━━━ Lesetext
Bad Sobernheim | Hüttenberg atmet regionale Diakonie-Geschichte

Ehemaliges Mutterhaus der Stiftung kreuznacher diakonie auf dem Hüttenberg in Bad Sobernheim

Ehemaliges Mutterhaus der Stiftung kreuznacher diakonie auf dem Hüttenberg in Bad Sobernheim

Der Bauzaun steht schon länger, jetzt haben die Handwerker mit den Arbeiten begonnen: Das erste Mutterhaus der Stiftung kreuznacher diakonie auf dem Hüttenberg in Bad Sobernheim wird kernsaniert. Damit wird ein das Stadtbild prägendes Haus, dessen Mauern vor allem Diakonie-Geschichte atmet, wieder mit Leben gefüllt. „Mit unseren Investitionen werden wir diesen Standort der Behindertenhilfe weiterentwickeln“, sagt Sven Lange, Vorstand Soziales der Stiftung, die in Bad Sobernheim ihre Wurzeln hat. Zudem will man auch für das 130-jährige Bestehen des Gebäudes in diesem Jahr gerüstet sein.
━━━━━━
**Aufgabenstellung**: Fasse den Lesetext über das ehemalige Mutterhaus auf dem Hüttenberg in genau zwei Sätzen zusammen.
━━━ Ausgelesene Einträge
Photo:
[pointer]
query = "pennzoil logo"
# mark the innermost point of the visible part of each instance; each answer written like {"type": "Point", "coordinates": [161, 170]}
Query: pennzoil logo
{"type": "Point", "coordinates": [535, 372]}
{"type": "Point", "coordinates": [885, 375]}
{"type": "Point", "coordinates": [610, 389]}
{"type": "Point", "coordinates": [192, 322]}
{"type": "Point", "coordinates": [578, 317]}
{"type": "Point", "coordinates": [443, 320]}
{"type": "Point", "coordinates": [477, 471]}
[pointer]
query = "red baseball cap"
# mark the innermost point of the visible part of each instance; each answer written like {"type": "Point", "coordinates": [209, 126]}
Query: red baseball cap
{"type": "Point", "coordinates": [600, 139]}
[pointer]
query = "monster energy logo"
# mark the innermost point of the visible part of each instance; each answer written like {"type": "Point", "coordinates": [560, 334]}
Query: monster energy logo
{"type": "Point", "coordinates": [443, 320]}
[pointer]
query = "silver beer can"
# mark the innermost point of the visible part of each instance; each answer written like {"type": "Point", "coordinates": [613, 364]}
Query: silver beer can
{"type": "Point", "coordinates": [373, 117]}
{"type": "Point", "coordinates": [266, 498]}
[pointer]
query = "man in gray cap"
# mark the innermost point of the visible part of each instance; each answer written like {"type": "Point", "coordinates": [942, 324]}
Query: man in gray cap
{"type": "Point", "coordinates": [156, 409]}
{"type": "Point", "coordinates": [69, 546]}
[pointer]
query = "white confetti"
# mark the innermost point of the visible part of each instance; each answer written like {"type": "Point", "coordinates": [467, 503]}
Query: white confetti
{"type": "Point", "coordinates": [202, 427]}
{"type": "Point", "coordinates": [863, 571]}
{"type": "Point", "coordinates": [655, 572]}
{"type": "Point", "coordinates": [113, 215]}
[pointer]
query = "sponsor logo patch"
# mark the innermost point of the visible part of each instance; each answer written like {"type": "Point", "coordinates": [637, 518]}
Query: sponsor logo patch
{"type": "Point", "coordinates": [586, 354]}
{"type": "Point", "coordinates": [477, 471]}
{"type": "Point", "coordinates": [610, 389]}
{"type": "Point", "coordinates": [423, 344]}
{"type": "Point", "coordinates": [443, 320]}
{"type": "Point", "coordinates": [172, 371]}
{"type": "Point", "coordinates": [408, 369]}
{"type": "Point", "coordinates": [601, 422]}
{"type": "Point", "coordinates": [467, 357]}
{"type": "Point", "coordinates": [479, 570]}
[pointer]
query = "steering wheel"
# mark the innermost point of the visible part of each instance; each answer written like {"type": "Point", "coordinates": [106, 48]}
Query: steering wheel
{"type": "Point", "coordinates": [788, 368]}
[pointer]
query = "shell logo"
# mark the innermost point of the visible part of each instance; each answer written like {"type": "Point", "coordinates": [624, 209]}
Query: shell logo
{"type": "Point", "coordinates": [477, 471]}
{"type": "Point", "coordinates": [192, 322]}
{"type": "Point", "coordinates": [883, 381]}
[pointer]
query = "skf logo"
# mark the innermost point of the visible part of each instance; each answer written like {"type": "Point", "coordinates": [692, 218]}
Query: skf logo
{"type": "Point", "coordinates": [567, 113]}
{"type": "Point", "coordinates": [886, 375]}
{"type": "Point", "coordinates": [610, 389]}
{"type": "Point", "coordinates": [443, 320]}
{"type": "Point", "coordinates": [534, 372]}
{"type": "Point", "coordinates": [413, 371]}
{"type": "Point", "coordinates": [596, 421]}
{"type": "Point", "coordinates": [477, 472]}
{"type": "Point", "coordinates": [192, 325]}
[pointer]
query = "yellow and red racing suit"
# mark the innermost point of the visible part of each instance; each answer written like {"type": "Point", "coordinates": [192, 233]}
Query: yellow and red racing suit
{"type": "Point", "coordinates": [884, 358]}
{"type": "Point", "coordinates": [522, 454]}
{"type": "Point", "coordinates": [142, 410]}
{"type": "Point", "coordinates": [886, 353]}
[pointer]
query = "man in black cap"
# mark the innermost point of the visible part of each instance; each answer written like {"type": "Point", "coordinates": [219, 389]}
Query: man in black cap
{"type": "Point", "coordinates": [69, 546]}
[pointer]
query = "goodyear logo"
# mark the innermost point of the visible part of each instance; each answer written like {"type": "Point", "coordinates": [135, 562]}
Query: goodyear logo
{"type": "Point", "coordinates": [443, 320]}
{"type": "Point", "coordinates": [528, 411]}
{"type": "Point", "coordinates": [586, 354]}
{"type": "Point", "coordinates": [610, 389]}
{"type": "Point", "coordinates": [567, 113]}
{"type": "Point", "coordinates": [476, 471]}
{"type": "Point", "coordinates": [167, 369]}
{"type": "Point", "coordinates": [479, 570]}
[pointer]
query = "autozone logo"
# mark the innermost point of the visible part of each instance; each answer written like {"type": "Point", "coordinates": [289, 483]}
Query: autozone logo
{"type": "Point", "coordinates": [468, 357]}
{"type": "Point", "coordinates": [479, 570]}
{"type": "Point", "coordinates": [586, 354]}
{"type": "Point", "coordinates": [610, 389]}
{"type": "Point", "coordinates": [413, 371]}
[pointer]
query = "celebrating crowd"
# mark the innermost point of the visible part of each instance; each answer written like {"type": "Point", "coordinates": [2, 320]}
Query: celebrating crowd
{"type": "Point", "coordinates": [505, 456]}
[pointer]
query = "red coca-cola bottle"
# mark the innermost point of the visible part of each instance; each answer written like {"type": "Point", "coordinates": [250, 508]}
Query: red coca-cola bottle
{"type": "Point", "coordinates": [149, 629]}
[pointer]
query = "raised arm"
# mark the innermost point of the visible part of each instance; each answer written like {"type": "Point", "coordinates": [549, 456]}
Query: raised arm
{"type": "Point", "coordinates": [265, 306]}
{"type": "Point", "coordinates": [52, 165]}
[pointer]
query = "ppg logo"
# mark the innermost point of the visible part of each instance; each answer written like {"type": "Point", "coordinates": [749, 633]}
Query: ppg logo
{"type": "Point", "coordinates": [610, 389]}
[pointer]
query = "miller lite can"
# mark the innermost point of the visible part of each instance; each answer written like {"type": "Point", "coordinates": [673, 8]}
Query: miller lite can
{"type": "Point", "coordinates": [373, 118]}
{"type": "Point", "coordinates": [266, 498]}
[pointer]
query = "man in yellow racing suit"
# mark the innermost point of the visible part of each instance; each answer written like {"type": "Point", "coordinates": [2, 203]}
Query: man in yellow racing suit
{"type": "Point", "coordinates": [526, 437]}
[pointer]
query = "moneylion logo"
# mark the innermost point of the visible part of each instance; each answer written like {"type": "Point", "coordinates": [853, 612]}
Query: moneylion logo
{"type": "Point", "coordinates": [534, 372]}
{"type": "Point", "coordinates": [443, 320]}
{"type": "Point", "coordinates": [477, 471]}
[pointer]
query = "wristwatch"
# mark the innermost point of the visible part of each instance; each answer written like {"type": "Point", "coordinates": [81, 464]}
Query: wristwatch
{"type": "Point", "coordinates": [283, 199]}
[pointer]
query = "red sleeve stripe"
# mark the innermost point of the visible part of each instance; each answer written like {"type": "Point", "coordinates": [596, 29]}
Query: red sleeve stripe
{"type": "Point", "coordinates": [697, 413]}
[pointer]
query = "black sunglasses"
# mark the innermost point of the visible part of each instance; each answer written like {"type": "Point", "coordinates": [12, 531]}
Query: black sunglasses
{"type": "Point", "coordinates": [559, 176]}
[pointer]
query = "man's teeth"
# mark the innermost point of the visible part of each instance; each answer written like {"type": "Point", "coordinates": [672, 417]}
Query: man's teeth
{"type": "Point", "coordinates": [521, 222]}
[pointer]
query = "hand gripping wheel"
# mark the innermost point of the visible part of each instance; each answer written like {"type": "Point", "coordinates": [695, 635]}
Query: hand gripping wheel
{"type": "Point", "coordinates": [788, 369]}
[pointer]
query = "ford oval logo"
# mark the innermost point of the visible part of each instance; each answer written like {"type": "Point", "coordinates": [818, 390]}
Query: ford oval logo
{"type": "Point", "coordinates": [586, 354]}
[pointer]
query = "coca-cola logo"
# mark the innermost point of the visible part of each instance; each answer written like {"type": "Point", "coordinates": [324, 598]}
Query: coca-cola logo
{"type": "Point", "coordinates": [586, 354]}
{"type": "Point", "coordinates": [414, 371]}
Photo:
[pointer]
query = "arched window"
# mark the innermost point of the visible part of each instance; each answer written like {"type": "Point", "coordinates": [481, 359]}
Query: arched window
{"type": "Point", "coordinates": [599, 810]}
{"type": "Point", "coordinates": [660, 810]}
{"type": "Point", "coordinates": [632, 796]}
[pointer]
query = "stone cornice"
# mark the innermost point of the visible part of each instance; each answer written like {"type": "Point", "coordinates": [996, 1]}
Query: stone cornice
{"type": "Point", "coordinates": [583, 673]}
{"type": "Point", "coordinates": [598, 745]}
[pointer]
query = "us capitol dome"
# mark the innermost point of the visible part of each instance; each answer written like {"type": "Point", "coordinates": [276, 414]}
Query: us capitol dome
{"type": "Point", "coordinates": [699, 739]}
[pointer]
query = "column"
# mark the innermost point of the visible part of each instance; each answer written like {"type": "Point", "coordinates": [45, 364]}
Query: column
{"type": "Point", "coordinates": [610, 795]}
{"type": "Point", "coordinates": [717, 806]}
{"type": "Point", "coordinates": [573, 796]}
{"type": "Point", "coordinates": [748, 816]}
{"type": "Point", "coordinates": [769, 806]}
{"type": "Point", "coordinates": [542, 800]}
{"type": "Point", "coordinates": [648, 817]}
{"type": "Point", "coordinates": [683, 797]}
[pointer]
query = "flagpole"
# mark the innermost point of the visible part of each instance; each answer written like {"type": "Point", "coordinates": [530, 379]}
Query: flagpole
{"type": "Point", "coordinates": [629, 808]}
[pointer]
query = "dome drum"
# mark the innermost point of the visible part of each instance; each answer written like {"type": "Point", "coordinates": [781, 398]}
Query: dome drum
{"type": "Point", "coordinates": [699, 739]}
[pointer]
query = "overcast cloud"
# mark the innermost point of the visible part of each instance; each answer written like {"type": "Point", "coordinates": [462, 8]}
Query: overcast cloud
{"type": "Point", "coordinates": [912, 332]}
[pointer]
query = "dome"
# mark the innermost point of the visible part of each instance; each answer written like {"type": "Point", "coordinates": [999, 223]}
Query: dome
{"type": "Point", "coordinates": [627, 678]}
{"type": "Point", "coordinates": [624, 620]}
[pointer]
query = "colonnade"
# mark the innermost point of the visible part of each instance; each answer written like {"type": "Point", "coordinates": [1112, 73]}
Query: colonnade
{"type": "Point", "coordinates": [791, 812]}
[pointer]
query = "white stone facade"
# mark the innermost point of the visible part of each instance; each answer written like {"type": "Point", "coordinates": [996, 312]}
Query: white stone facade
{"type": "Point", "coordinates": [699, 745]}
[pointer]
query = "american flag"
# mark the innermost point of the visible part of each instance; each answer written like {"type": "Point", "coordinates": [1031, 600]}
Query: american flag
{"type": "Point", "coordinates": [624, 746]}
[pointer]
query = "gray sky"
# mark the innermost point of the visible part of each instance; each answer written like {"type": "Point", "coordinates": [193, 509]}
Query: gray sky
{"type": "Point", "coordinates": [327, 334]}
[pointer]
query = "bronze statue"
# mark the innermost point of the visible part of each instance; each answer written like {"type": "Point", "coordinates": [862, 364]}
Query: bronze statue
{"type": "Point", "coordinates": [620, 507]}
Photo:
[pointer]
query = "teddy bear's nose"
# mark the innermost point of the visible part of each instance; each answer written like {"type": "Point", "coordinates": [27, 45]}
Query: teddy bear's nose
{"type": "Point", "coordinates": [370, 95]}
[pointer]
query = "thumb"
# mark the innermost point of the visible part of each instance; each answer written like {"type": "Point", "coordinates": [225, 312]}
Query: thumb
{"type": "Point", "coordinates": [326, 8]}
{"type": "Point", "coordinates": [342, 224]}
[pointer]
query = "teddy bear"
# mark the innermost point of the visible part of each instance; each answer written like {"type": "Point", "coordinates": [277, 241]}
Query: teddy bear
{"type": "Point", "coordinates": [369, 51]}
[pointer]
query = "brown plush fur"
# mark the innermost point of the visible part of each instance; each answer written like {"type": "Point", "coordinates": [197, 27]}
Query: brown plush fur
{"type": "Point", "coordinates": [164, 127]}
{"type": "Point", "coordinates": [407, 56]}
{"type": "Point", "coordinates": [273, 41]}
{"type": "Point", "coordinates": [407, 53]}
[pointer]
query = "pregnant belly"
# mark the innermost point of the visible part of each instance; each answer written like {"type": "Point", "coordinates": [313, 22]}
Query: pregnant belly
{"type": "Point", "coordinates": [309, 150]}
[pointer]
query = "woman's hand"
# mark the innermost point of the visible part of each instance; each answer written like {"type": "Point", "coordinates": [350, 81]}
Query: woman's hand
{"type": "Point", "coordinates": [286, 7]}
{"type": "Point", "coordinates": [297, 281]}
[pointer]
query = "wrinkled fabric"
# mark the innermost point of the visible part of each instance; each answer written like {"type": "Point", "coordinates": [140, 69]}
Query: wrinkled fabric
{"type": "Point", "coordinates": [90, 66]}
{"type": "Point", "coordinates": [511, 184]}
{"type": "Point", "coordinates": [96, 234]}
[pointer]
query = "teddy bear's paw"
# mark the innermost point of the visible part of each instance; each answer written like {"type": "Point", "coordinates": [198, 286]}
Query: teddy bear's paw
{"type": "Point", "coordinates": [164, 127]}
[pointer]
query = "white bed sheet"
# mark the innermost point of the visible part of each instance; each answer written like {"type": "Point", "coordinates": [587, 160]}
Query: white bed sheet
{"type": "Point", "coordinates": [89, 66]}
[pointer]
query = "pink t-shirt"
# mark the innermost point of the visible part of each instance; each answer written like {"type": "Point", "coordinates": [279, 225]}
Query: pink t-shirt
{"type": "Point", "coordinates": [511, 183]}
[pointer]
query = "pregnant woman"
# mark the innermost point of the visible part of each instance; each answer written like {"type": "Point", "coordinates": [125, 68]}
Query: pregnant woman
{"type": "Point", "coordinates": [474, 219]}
━━━━━━
**Lösung**: Die Handwerker haben mit der Kernsanierung des ersten Mutterhauses der Stiftung kreuznacher diakonie auf dem Hüttenberg in Bad Sobernheim begonnen. Laut Sven Lange, Vorstand Soziales der Stiftung, soll mit den Investitionen dieser Standort der Behindertenhilfe weiterentwickelt werden, und zugleich will man für das 130-jährige Bestehen des Gebäudes in diesem Jahr gerüstet sein.